» DATA SUPPLIED

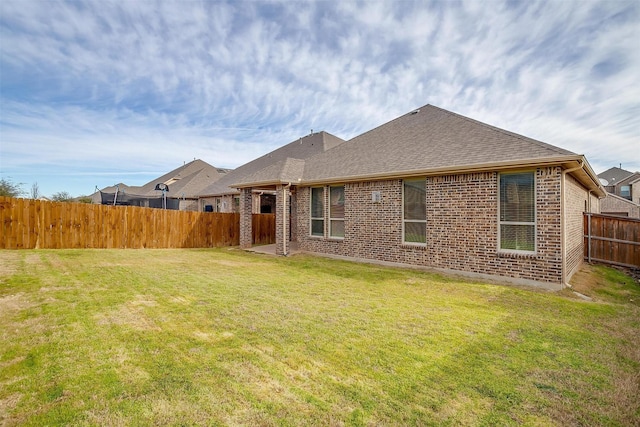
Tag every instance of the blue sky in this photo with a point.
(101, 92)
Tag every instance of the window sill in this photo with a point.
(418, 246)
(518, 255)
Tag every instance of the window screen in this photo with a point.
(517, 211)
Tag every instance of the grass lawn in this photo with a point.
(225, 337)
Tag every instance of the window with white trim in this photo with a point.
(317, 211)
(336, 211)
(517, 214)
(414, 211)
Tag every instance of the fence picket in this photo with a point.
(613, 240)
(29, 224)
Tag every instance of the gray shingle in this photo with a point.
(428, 138)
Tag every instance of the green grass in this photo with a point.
(224, 337)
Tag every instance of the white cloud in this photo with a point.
(227, 82)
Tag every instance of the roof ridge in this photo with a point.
(503, 131)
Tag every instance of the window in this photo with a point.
(414, 212)
(317, 211)
(625, 191)
(336, 211)
(517, 212)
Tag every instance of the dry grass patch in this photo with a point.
(224, 337)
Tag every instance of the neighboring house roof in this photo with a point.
(280, 162)
(614, 175)
(186, 181)
(428, 140)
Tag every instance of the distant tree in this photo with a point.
(35, 191)
(10, 189)
(62, 196)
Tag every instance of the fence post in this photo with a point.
(589, 237)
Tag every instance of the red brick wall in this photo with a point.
(462, 226)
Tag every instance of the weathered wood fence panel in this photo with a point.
(29, 224)
(613, 240)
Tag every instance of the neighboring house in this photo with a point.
(222, 197)
(438, 190)
(183, 187)
(623, 192)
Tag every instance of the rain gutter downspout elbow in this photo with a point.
(285, 188)
(563, 234)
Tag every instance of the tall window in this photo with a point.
(414, 211)
(317, 211)
(625, 191)
(517, 211)
(336, 211)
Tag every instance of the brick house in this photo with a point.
(220, 196)
(438, 190)
(184, 184)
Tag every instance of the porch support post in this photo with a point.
(246, 232)
(282, 220)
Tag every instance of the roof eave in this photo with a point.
(585, 174)
(478, 167)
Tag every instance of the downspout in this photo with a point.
(285, 190)
(563, 237)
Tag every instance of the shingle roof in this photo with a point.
(186, 181)
(614, 175)
(428, 138)
(278, 164)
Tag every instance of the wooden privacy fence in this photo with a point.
(612, 240)
(29, 224)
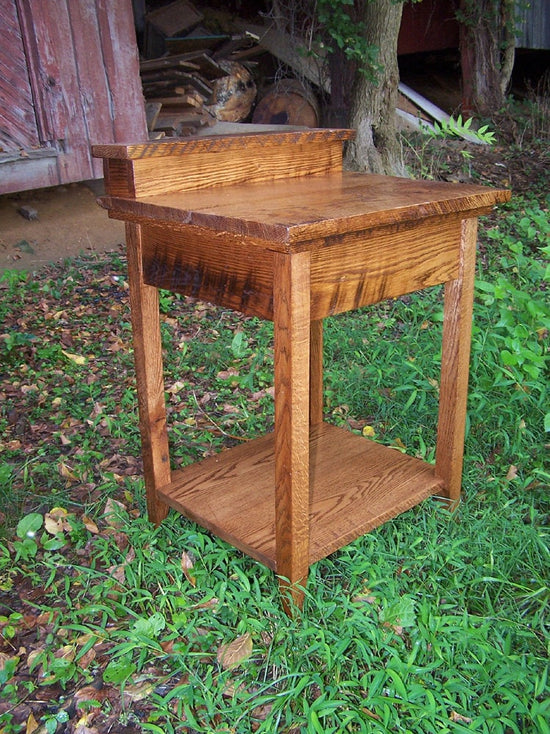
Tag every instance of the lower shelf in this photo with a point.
(355, 486)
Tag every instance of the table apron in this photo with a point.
(346, 272)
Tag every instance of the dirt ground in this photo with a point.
(68, 222)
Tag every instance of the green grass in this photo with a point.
(431, 623)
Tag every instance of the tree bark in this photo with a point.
(487, 47)
(376, 148)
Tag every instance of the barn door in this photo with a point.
(69, 78)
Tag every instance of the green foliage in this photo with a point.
(429, 623)
(461, 128)
(341, 30)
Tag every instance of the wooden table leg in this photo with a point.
(291, 342)
(316, 373)
(144, 304)
(455, 359)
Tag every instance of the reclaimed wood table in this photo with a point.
(269, 224)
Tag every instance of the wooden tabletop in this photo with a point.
(292, 212)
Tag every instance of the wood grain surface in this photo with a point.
(250, 143)
(306, 212)
(356, 485)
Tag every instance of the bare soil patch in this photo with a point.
(68, 222)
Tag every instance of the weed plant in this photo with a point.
(431, 623)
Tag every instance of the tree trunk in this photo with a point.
(376, 147)
(487, 47)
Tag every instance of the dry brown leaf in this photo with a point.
(32, 725)
(187, 567)
(56, 522)
(111, 511)
(90, 525)
(67, 473)
(142, 690)
(236, 652)
(458, 718)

» EXERCISE DESCRIPTION
Please print every row above word for word, leaving out the pictures.

» FULL ANSWER
Tag every instance of the blue sky in this photo with a point.
(101, 92)
Tag every instance of the window sill in this photo with a point.
(418, 246)
(518, 255)
Tag every instance of the window screen in this photo with a point.
(517, 211)
Tag every instance of the grass lawn in this photo with a point.
(225, 337)
Tag every instance of the window with white trim in this photo with a point.
(317, 211)
(336, 211)
(517, 214)
(414, 211)
Tag every instance of the fence picket in this photo with a point.
(613, 240)
(29, 224)
Tag every instance of the gray shingle in this photo with a point.
(428, 138)
Tag every instance of the green grass in this photo with a point.
(224, 337)
Tag every instance of the white cloud in this photo with a point.
(227, 82)
Tag every instance of the roof ridge in this photo with a point.
(503, 131)
Tag every instance of the window in this photo with a point.
(414, 212)
(317, 211)
(625, 191)
(336, 211)
(517, 212)
Tag every instance of the dry grass patch in this photo with a point.
(224, 337)
Tag every instance of the neighboring house roof in this photo with a point.
(280, 162)
(614, 175)
(186, 181)
(428, 140)
Tag every instance of the distant tree in this photo with a point.
(35, 191)
(10, 189)
(62, 196)
Tag every instance of the fence post in this photo with a point.
(589, 237)
Tag every instance of the red brick wall in this photo with a point.
(462, 226)
Tag every instance of the weathered wood fence panel in this photo with a point.
(29, 224)
(613, 240)
Tag every instance of the neighboring house in this photo with a point.
(222, 197)
(438, 190)
(183, 187)
(623, 192)
Tag every instance of the rain gutter downspout elbow in this photo with a point.
(285, 188)
(563, 234)
Tag every instance of the tall window in this photo with a point.
(414, 211)
(317, 211)
(625, 191)
(517, 211)
(336, 211)
Tag every instance of the brick house in this photo with a point.
(220, 196)
(438, 190)
(184, 184)
Tag every instance of the porch support post in this photo with a point.
(246, 232)
(282, 220)
Tag every instance of the roof eave in this photo with a point.
(585, 174)
(478, 167)
Tag every instance of the downspout in this photo with a point.
(285, 190)
(563, 237)
Tag every instance of the shingle roof in this photo with a point.
(186, 181)
(614, 175)
(428, 138)
(278, 164)
Tag every instance of the wooden privacy fence in this photo with a point.
(612, 240)
(29, 224)
Tag every instance of the lower shelf in this photo with a point.
(355, 486)
Tag every instance of the table apron in this photo with a point.
(346, 272)
Tag every instance of the dirt ground in this photo with a point.
(68, 222)
Tag every instance of the green grass in this photo with a point.
(431, 623)
Tag every instance of the tree bark in this photo with a point.
(487, 47)
(376, 148)
Tag every instance of the barn door in this photo with a point.
(69, 78)
Tag every instance of the green foliage in this photo with a point.
(429, 623)
(461, 128)
(341, 30)
Tag every instance of the wooden table leg in this photo with a point.
(291, 342)
(316, 373)
(144, 304)
(455, 359)
Tag every instance of the reclaimed wood table in this photo with a point.
(269, 224)
Tag every instance of the wooden tabletop in this photo with a point.
(292, 212)
Tag every instance of the wood grain surface in this photo with a point.
(250, 143)
(306, 212)
(356, 485)
Tag every instance of the bare soil patch in this photo with a point.
(68, 222)
Tag every instance of the weed plant in this photo with a point.
(431, 623)
Tag every instance of the tree trunk in this photo with a point.
(376, 147)
(487, 47)
Tag every instance of the dry brown leaf in this photo with a point.
(32, 725)
(187, 567)
(56, 522)
(111, 511)
(90, 525)
(67, 473)
(142, 690)
(236, 652)
(458, 718)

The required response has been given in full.